Written exercise:
Make an exact copy of each entry, leaving out every picture.

Entries:
***
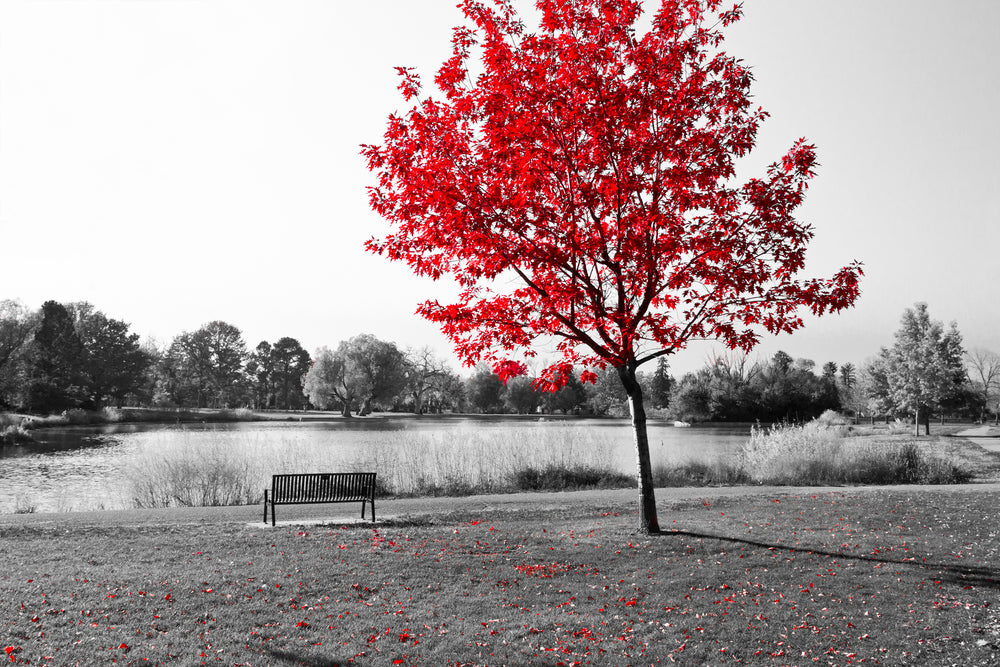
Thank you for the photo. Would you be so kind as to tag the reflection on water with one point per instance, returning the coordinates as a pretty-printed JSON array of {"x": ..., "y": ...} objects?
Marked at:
[{"x": 85, "y": 468}]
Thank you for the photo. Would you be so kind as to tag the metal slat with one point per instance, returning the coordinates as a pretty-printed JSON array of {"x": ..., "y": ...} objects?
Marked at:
[{"x": 307, "y": 488}]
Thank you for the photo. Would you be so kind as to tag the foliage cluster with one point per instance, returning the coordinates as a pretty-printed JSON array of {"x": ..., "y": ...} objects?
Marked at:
[{"x": 732, "y": 388}]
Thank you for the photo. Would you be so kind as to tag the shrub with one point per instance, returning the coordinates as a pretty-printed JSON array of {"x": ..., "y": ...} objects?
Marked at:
[
  {"x": 12, "y": 435},
  {"x": 561, "y": 478}
]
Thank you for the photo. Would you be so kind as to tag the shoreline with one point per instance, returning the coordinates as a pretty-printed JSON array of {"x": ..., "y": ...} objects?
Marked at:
[{"x": 392, "y": 510}]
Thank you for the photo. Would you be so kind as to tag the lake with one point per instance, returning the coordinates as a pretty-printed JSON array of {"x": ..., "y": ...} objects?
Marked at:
[{"x": 79, "y": 468}]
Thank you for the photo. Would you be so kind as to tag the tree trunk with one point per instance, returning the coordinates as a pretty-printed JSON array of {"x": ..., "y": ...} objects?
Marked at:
[{"x": 648, "y": 522}]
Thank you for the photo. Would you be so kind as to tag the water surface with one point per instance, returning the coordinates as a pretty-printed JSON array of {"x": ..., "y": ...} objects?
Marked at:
[{"x": 84, "y": 468}]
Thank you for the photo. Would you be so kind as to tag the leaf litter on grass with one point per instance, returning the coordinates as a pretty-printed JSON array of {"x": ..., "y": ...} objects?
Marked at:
[{"x": 888, "y": 577}]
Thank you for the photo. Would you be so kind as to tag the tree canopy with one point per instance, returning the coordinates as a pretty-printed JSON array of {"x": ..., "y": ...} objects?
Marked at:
[{"x": 581, "y": 186}]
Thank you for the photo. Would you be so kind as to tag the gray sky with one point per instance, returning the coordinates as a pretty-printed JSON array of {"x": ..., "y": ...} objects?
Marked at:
[{"x": 177, "y": 162}]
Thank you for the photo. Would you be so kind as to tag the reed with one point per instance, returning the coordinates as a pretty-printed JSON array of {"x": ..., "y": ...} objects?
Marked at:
[
  {"x": 817, "y": 453},
  {"x": 234, "y": 468}
]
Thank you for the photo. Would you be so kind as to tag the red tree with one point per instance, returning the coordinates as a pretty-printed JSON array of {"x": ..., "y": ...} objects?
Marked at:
[{"x": 580, "y": 187}]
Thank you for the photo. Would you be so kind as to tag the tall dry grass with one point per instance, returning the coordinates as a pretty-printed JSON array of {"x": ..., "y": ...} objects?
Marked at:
[
  {"x": 820, "y": 453},
  {"x": 233, "y": 467}
]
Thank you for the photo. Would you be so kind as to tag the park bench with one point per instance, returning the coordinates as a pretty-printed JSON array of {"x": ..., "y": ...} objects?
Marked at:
[{"x": 332, "y": 487}]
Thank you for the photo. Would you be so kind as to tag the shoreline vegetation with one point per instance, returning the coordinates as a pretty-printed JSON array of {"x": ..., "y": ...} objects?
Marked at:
[{"x": 236, "y": 466}]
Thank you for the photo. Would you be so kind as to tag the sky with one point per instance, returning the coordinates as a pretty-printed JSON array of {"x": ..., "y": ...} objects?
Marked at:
[{"x": 175, "y": 162}]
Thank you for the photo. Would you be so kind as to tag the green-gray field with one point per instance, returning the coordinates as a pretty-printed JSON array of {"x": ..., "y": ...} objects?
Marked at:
[{"x": 750, "y": 575}]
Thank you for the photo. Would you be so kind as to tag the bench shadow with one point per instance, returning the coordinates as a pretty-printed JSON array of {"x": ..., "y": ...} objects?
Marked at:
[
  {"x": 980, "y": 577},
  {"x": 287, "y": 657}
]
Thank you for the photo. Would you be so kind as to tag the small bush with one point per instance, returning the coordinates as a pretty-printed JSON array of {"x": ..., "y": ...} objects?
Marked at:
[
  {"x": 700, "y": 473},
  {"x": 13, "y": 435},
  {"x": 832, "y": 418},
  {"x": 562, "y": 478}
]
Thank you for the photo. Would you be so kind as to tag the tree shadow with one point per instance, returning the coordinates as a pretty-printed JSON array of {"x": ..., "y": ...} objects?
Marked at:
[
  {"x": 287, "y": 657},
  {"x": 979, "y": 577}
]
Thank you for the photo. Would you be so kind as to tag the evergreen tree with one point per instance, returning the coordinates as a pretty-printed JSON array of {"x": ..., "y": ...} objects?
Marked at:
[{"x": 55, "y": 369}]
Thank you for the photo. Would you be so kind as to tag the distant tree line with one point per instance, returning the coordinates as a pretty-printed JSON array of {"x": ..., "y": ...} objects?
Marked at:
[
  {"x": 66, "y": 356},
  {"x": 69, "y": 356}
]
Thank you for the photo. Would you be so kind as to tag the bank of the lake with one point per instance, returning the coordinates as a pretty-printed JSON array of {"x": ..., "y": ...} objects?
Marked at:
[{"x": 122, "y": 464}]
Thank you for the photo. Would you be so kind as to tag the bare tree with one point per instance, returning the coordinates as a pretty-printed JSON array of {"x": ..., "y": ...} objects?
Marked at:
[{"x": 983, "y": 369}]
***
Task response:
Thank you for the photo. Would you be so kind as to tag the reflection on water with one point per instance, returning the coordinates as a pretty-printed JSON array of {"x": ..., "y": ...} objects?
Marked at:
[{"x": 85, "y": 468}]
Thank you for the photo. Would you be so kind as to tag the metal slat with one point per instance, returning the coordinates as a pretty-printed JSON array of {"x": ..., "y": ...} objects?
Marked at:
[{"x": 307, "y": 488}]
Thank you for the photo. Would you be so kind as to tag the foliage cluster with one point per instance, returning the coordinates as a pretty-printed JSON array of {"x": ..., "y": ...} objects?
Marked at:
[{"x": 732, "y": 388}]
Thank you for the photo. Would you be so kind as to tag the shrub with one point per instance, returning the coordinates as a pretty-printed JSON array of {"x": ..., "y": ...} objects?
Marked at:
[
  {"x": 12, "y": 435},
  {"x": 561, "y": 478}
]
Thank you for the photo. Would you be so kind as to tag the shoreline with one point per instance, returning the coordinates as a pretty-printed JSON array of {"x": ..., "y": ...} objects?
Marked at:
[{"x": 392, "y": 510}]
Thank you for the photo. Would you be so kind as to tag the lake with one point per instance, returning the coordinates as a pretty-printed JSON array of {"x": ..., "y": ...} objects?
Marked at:
[{"x": 79, "y": 468}]
Thank you for the photo. Would you be so kind as to tag the tree trunk with one point per instance, returning the coordinates as a pretty-printed JSON array of {"x": ..., "y": ...} objects?
Marked at:
[{"x": 648, "y": 522}]
Thank you for the photo. Would you be so kind as to tag the water surface with one point per instance, returning the coordinates as a pretty-printed JSON array of {"x": ..., "y": ...} objects?
Marked at:
[{"x": 84, "y": 468}]
Thank you for the photo. Would you be so kind as to tag the leaf litter on grass with one point per instance, returning the coordinates as a pretty-printed JSON array of {"x": ..., "y": ...} objects?
Marked at:
[{"x": 888, "y": 577}]
Thank you for the photo. Would you be so kind as to tag the tree canopy with one point per instance, returning the coordinates as a pretty-printed JSON array of {"x": ..., "y": ...} objects?
Marked at:
[{"x": 581, "y": 186}]
Thank you for the photo. Would you be so kind as to tag the gray sky with one point per instance, returning the coordinates as a pretty-printed JSON array of {"x": ..., "y": ...} objects?
Marked at:
[{"x": 177, "y": 162}]
Thank you for the photo. Would you be so kind as to tag the reed with one point per instance, returning the coordinates as a pretty-printed JSON array of {"x": ..., "y": ...} objects?
Marked at:
[
  {"x": 817, "y": 453},
  {"x": 234, "y": 468}
]
Thank you for the photo. Would you be so kind as to tag the red tree with one point per instance, returning the coordinates as a pretty-printed JSON array of {"x": ..., "y": ...} objects?
Marked at:
[{"x": 580, "y": 187}]
Thank you for the photo. Would you be so kind as to tag the tall dry grass with one point per instance, returning the coordinates as a pretty-printed JSON array of {"x": ..., "y": ...} objects?
Marked at:
[
  {"x": 820, "y": 453},
  {"x": 233, "y": 467}
]
Thank you for the photo. Would you be so kind as to tag the park bench with one point per instance, returning the coordinates as a pretty-printed JSON array of {"x": ..., "y": ...} objects?
Marked at:
[{"x": 332, "y": 487}]
Thank you for the photo. Would you be so kind as to tag the shoreline vegetation with one point per instance, returning the coordinates as a pretty-printed JSON array of {"x": ..., "y": ...} objects?
Marked at:
[{"x": 236, "y": 466}]
Thank you for the photo. Would you be so kind as to tag the sky with one point per instance, returning the coordinates as a pretty-printed JSON array of {"x": ..., "y": ...} objects?
Marked at:
[{"x": 175, "y": 162}]
Thank you for the photo. Would you be so kind as to tag the green-gray field with one point per instance, returning the coordinates as a pretty-printed JSON array of {"x": ..., "y": ...} objects?
Marked at:
[{"x": 750, "y": 575}]
Thank you for the photo. Would you be so kind as to tag the bench shadow with one point per instance, returning the coordinates as a pretty-printed JSON array of {"x": ..., "y": ...} objects?
Marked at:
[
  {"x": 980, "y": 577},
  {"x": 287, "y": 657}
]
Thank you for the photo. Would you be so kind as to tag the small bush with one point per instance, returning the coordinates as a pretty-printed JSON array of {"x": ..., "y": ...} objects?
Marked at:
[
  {"x": 700, "y": 473},
  {"x": 13, "y": 435},
  {"x": 832, "y": 418},
  {"x": 562, "y": 478}
]
Thank you for the photo. Would you be so kind as to tag the tree shadow with one point per instance, returning the coordinates as a pretty-printed JSON array of {"x": ..., "y": ...} objects?
Marked at:
[
  {"x": 287, "y": 657},
  {"x": 979, "y": 577}
]
Thank you for the photo. Would you be so kind as to tag the evergreen tree with one point per instance, returning the coordinates as a pretty-printed JSON array of {"x": ..., "y": ...} objects?
Marked at:
[{"x": 55, "y": 369}]
Thank you for the photo. Would you be so kind as to tag the distant tree line with one point per instance, returning the coordinates as a pretty-printed JSON array of {"x": ..., "y": ...} objects?
Marked at:
[
  {"x": 66, "y": 356},
  {"x": 69, "y": 356}
]
Thank you for the photo. Would you be so kind as to tag the bank of the lake with one point per instance, returning the coordinates as a pretty-printed JSON array of {"x": ..., "y": ...} objects?
Marked at:
[{"x": 122, "y": 464}]
Thank you for the photo. Would you be so kind as to tag the bare tree with one point per instance, returning the coordinates as a pretty-printed JSON array of {"x": ..., "y": ...} objects?
Marked at:
[{"x": 983, "y": 369}]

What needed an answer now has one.